START Article

[Webtest] ReportSite step
Jon Poulton [kinomi]
webtest@lists.canoo.com
Tue, 10 Jan 2006 11:36:31 -0000
This is a multi-part message in MIME format.
------=_NextPart_000_000D_01C615DA.1A30AFD0
Content-Type: text/plain;
charset="US-ASCII"
Content-Transfer-Encoding: 7bit
Hi Denis,
Multiple errors (including StepFailedExceptions thrown by any steps the
container runs) are simply recorded by the Spider for later access by the
reportSite step. At the moment this behavior is not configurable, but
perhaps it would be useful for some people to cause reportSite to fail as
soon as it hits its first error. When the spider finishes its run,
reportSite then calls methods on the spider to obtain any errors that have
occurred; if it finds any, it simply logs them to LOG.error, and throws a
StepFailedException. Perhaps this isn't the neatest way of approaching
things, but it's made life a little easier for me.
I found the set of classes used for reporting and verification slightly
confusing, and decided that the best course of action was to strip the
package down to its bare bones so I could better understand what was going
on. As a result there are currently only two classes (Spider and
ReportSite).
I've send you the source code if you fancy a look/play. As I said, they need
tidying up, but they do work. I've placed the two modified classes in a
different package to your original code.

END Article

Written tasks:
1 > Answer these questions from the reportSite message, one line each:
(a) What does reportSite do after the spider finishes and it finds errors?
(b) How many classes are there currently, and what are they?
(c) Where did the writer place the modified classes?
2 > For each statement, say yes or no according to the reportSite message, and quote the words that decide it:
(a) The way the spider records errors can currently be configured.
(b) The writer found the reporting and verification classes slightly confusing.
(c) The writer says the source code needs no further tidying.

START Dataset extract

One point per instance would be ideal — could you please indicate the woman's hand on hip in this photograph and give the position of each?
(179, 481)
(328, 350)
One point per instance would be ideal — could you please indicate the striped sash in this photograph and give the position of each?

END Dataset extract

Solved tasks:
1 >
(a) It logs the errors to LOG.error and throws a StepFailedException.
(b) There are two: Spider and ReportSite.
(c) In a different package from the original code.

2 >
(a) No: "At the moment this behavior is not configurable"
(b) Yes: "I found the set of classes used for reporting and verification slightly confusing"
(c) No: "they need tidying up, but they do work"